American entertainer

Evelyn May Bargelt (September 9, 1877 – March 4, 1957) was an American artist and entertainer, known as a "cartoonist-reader" and "one of the Chautauqua queens" when she toured the United States with her live painting show on the Chautauqua and lyceum circuit before 1920.

==Early life and education==
Bargelt was from Traverse City, Michigan, the daughter of Henry (Harry) Smith Bargelt and Mary Loisette Carter Bargelt. She attended the Cumnock School of Oratory and the Chicago Art Institute.

==Career==
Bargelt's stage act involved giving literary readings, accompanied by music, while she drew the stories' scenes, in pastel on paper. "She is a reader of ability, and a cartoonist of unusual cleverness," reported one magazine in 1908. She headed the Evelyn Bargelt Concert Company and toured the Chautauqua and lyceum circuit. During World War I, she went to Belgium and France to entertain American troops there.

********************

■ **ACTIVITY LIST**:
• 1. List every country named in the Evelyn Bargelt biography.
• 2. In the Evelyn Bargelt biography, what did she use to draw the stories' scenes during her stage act?
• 3. Extend the Evelyn Bargelt biography from its last sentence.
The records after this text have nothing to do with the work here.

Photo-based referring expression data

********************

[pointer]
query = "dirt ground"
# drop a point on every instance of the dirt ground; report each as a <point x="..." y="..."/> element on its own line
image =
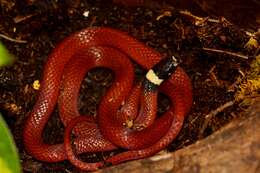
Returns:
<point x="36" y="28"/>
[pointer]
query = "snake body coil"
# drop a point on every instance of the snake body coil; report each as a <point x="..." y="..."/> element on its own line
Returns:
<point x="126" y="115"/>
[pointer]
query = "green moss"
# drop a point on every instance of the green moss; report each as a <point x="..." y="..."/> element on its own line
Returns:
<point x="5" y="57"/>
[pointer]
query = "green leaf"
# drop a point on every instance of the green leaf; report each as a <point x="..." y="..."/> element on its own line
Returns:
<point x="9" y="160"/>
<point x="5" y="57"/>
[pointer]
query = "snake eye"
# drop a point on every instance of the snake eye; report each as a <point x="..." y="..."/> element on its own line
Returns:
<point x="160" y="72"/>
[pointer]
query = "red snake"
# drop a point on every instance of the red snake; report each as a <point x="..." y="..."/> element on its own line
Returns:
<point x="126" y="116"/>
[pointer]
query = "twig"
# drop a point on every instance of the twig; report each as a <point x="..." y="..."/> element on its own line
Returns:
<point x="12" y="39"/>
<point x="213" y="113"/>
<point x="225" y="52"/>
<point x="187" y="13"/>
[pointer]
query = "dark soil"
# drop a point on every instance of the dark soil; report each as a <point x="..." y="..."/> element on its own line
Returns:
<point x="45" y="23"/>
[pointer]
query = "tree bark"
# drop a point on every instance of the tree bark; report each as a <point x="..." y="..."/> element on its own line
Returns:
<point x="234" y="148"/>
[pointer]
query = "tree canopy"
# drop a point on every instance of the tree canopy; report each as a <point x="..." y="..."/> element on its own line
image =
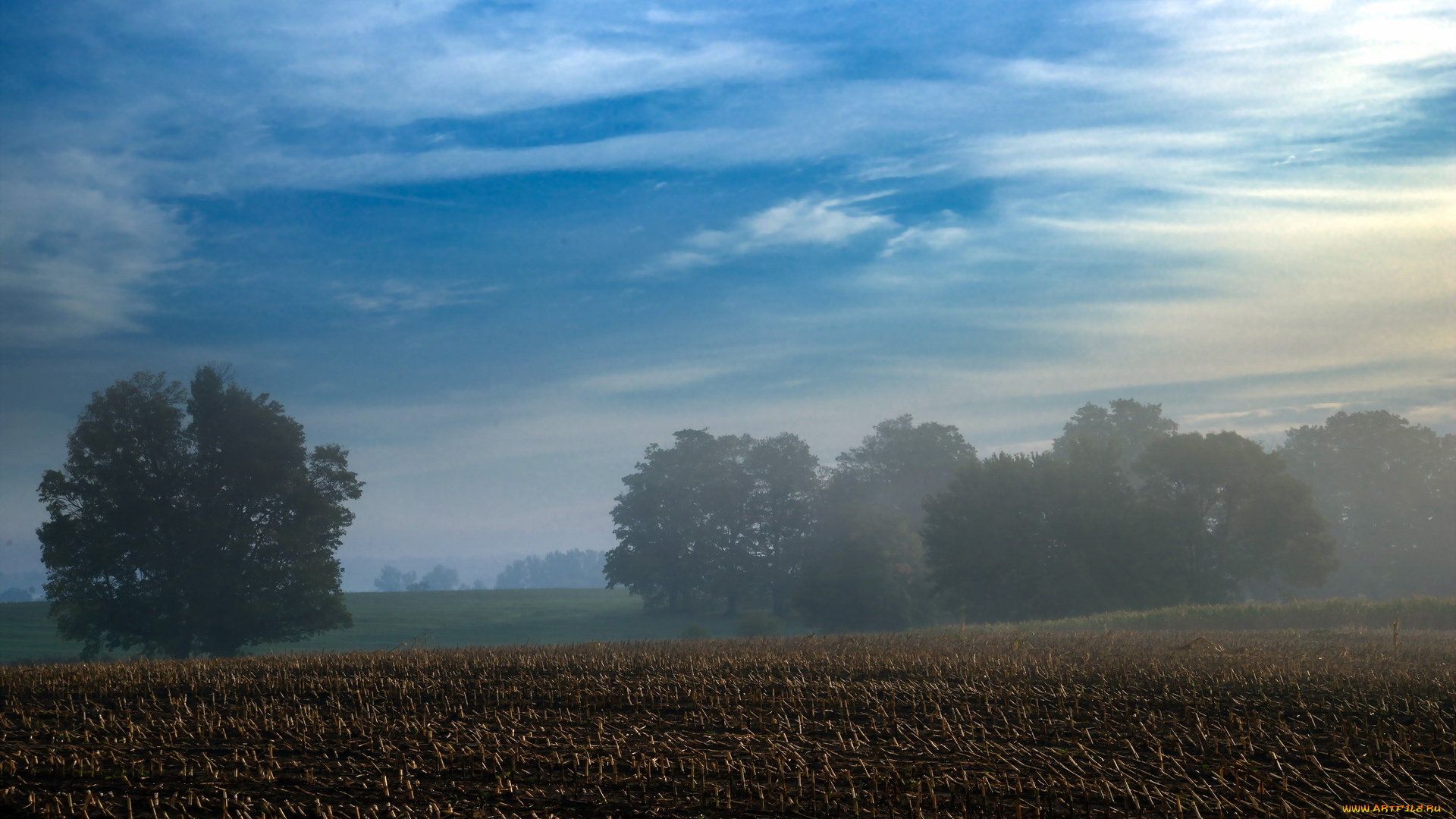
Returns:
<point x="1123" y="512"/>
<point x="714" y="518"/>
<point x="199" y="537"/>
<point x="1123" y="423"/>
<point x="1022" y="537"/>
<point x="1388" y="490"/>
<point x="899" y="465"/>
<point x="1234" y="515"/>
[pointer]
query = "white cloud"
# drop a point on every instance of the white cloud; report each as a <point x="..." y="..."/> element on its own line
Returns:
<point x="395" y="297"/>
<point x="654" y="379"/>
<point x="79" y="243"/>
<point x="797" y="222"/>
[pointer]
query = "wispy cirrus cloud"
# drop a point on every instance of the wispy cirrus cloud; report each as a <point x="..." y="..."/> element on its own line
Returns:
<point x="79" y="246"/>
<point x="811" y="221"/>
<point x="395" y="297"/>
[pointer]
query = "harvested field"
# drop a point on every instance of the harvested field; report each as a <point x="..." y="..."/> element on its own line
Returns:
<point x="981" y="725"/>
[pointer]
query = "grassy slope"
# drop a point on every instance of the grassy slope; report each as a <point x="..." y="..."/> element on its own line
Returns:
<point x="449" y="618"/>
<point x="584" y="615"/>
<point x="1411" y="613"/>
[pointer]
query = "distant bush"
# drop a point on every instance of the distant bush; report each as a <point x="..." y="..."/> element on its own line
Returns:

********************

■ **ANSWERS BELOW**:
• 1. United States, Belgium, France

• 2. She drew them in pastel on paper.

• 3.
Off stage, Bargelt painted portraits in Chicago. She had exhibits of her portraits at Marshall Field's in 1934, and at the Drake Hotel in 1939.

== Publications ==

- "Lyceum Course Free to Everyone" (1913)
- "The Young Girl in the Lyceum" (1913)

==Personal life==
Bargelt died in 1957, at the age of 79, at her home in Chicago.